Available records start

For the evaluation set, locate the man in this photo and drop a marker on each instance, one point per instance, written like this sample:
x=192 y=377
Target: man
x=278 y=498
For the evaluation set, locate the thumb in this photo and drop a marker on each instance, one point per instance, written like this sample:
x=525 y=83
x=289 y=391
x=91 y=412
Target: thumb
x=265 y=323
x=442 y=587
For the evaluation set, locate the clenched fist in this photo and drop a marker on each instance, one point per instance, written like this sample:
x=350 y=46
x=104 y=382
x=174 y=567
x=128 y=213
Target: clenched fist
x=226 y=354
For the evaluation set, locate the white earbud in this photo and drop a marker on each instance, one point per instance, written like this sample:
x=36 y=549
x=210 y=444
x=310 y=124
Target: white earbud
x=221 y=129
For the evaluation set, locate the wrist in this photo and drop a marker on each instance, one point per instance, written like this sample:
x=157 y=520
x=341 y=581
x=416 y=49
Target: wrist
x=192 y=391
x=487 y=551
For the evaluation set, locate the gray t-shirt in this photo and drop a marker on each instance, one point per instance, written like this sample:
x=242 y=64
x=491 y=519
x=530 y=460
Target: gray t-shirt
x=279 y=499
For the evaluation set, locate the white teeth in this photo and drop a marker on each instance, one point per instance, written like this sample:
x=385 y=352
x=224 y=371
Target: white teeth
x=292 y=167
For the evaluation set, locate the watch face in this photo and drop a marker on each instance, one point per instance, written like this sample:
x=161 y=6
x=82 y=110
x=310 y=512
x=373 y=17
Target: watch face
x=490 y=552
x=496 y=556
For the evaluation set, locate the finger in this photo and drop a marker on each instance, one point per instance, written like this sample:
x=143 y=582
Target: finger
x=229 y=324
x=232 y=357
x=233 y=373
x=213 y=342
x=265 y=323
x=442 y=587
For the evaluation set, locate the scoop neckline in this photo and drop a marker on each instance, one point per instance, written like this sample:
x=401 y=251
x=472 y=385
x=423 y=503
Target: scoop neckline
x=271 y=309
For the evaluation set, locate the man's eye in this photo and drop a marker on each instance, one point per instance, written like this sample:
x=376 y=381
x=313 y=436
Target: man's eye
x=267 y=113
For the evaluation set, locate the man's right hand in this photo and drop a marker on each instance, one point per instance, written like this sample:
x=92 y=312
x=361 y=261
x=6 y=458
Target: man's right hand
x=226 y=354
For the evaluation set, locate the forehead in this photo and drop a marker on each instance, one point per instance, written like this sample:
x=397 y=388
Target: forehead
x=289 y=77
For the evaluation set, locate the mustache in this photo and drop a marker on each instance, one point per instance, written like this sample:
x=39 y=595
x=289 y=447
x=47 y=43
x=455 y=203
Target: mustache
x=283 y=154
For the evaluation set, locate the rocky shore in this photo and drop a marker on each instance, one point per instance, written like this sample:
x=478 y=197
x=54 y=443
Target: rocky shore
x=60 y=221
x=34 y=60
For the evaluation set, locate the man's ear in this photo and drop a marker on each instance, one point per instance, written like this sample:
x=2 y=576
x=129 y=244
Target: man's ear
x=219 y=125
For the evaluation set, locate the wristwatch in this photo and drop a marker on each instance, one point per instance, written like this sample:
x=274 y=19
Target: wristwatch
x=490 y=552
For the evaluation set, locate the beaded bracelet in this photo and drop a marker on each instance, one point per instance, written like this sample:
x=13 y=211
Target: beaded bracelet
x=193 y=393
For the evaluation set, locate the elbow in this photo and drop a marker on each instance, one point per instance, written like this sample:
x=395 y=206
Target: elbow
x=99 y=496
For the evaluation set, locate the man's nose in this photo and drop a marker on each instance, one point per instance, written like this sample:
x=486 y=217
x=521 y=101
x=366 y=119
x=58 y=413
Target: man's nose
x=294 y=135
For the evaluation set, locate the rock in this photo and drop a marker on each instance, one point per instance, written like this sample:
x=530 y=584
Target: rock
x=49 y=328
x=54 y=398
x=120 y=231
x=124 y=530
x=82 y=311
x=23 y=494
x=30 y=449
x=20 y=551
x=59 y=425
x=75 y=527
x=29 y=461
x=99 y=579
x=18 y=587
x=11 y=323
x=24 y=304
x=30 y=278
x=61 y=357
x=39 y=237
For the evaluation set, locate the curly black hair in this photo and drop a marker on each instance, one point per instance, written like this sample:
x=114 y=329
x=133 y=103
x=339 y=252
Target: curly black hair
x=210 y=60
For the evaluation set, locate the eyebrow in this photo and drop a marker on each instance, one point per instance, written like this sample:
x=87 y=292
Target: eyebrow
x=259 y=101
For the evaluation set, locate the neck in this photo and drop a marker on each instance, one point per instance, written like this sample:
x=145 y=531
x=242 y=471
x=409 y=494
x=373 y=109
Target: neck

Available records end

• [Work to do]: Retype all of the data above line for line, changing nothing.

• [Response]:
For the evaluation set, locate the man in this photo and drop a marker on each instance, one point per instance, written like this sample:
x=192 y=377
Target: man
x=278 y=498
For the evaluation set, locate the thumb in this photo and drop a marker on each instance, one point per instance, written like this sample:
x=525 y=83
x=289 y=391
x=91 y=412
Target: thumb
x=265 y=323
x=442 y=587
For the evaluation set, locate the clenched fist in this photo and drop a marker on each instance, one point per instance, written like this sample:
x=350 y=46
x=104 y=382
x=174 y=567
x=128 y=213
Target: clenched fist
x=226 y=354
For the evaluation set, locate the white earbud in this photo and drop a marker on each instance, one point per instance, written like this sample:
x=36 y=549
x=210 y=444
x=310 y=124
Target: white earbud
x=221 y=129
For the evaluation set, locate the wrist in this photo and drop a marker on each instance, one point per instance, written like this sample:
x=157 y=520
x=341 y=581
x=416 y=49
Target: wrist
x=192 y=391
x=487 y=551
For the evaluation set, locate the gray t-shirt in this photo and drop a marker on each instance, one point per instance, written like this sample:
x=242 y=64
x=491 y=519
x=530 y=460
Target: gray t-shirt
x=279 y=499
For the evaluation set, locate the white teeth in this photo and drop a marker on each instance, one point per instance, written like this sample:
x=385 y=352
x=224 y=371
Target: white teeth
x=292 y=167
For the evaluation set, locate the watch face in this photo and drop a marker on each instance, one point per instance, written like this sample:
x=161 y=6
x=82 y=110
x=310 y=512
x=373 y=17
Target: watch face
x=490 y=552
x=496 y=556
For the evaluation set, locate the finger in this photo and drop a marker on each instance, one point per instance, written like this sample:
x=143 y=582
Target: finger
x=229 y=324
x=232 y=357
x=233 y=373
x=213 y=342
x=265 y=323
x=442 y=587
For the evaluation set, locate the scoop neckline in this photo and drop a marker on each instance, one point per instance, written like this sample:
x=401 y=251
x=472 y=385
x=423 y=503
Target: scoop neckline
x=271 y=309
For the evaluation set, locate the man's eye in this photo and drop a marker on each instance, one point per instance, written like this sample:
x=376 y=381
x=313 y=436
Target: man's eye
x=267 y=113
For the evaluation set, locate the man's right hand in this photo and drop a marker on each instance, one point per instance, written like this sample:
x=92 y=312
x=361 y=261
x=6 y=458
Target: man's right hand
x=226 y=354
For the evaluation set, locate the forehead in this photo and drop a marker on each instance, one point per instance, written like this sample:
x=397 y=388
Target: forehead
x=289 y=77
For the evaluation set, locate the mustache in this photo and drop a marker on each instance, one point per instance, written like this sample:
x=39 y=595
x=289 y=447
x=47 y=43
x=455 y=203
Target: mustache
x=283 y=154
For the evaluation set, locate the rocky shore in this photo and drop a marker on each instance, one point per instance, written like this sample:
x=478 y=197
x=54 y=443
Target: rocky shore
x=60 y=221
x=34 y=60
For the evaluation set, locate the man's ear in this photo and drop a marker on each instance, one point per instance, written like this sample:
x=2 y=576
x=129 y=244
Target: man's ear
x=219 y=125
For the evaluation set, locate the wristwatch in this photo and drop a marker on each instance, one point per instance, written like this sample:
x=274 y=19
Target: wristwatch
x=490 y=552
For the evaluation set, locate the beaded bracelet in this photo and drop a marker on each instance, one point per instance, written like this sample:
x=13 y=211
Target: beaded bracelet
x=193 y=393
For the evaluation set, locate the elbow in this photo and drop a marker on each instance, one point per instance, written like this sample:
x=395 y=206
Target: elbow
x=99 y=496
For the evaluation set, locate the man's nose in this photo and drop a marker on each instance, one point per instance, written like this sample:
x=486 y=217
x=521 y=101
x=366 y=119
x=58 y=413
Target: man's nose
x=294 y=135
For the evaluation set, locate the rock in this photo and drop a marker on each instance, one point per instance, written like this sample:
x=530 y=584
Target: rock
x=49 y=328
x=54 y=398
x=120 y=231
x=124 y=530
x=82 y=311
x=23 y=494
x=30 y=449
x=20 y=551
x=59 y=425
x=75 y=527
x=29 y=461
x=99 y=579
x=18 y=587
x=11 y=323
x=24 y=304
x=30 y=278
x=61 y=357
x=39 y=237
For the evaluation set, locate the curly black hair in this photo and drop a marker on each instance, one point per instance, written like this sample:
x=114 y=329
x=133 y=103
x=339 y=252
Target: curly black hair
x=210 y=60
For the evaluation set, locate the eyebrow in this photo and drop a marker on each instance, one point per instance, written like this sample:
x=87 y=292
Target: eyebrow
x=259 y=101
For the evaluation set, locate the neck in this photo and drop a marker on each instance, one point per instance, written like this sample:
x=145 y=531
x=242 y=471
x=409 y=494
x=373 y=109
Target: neck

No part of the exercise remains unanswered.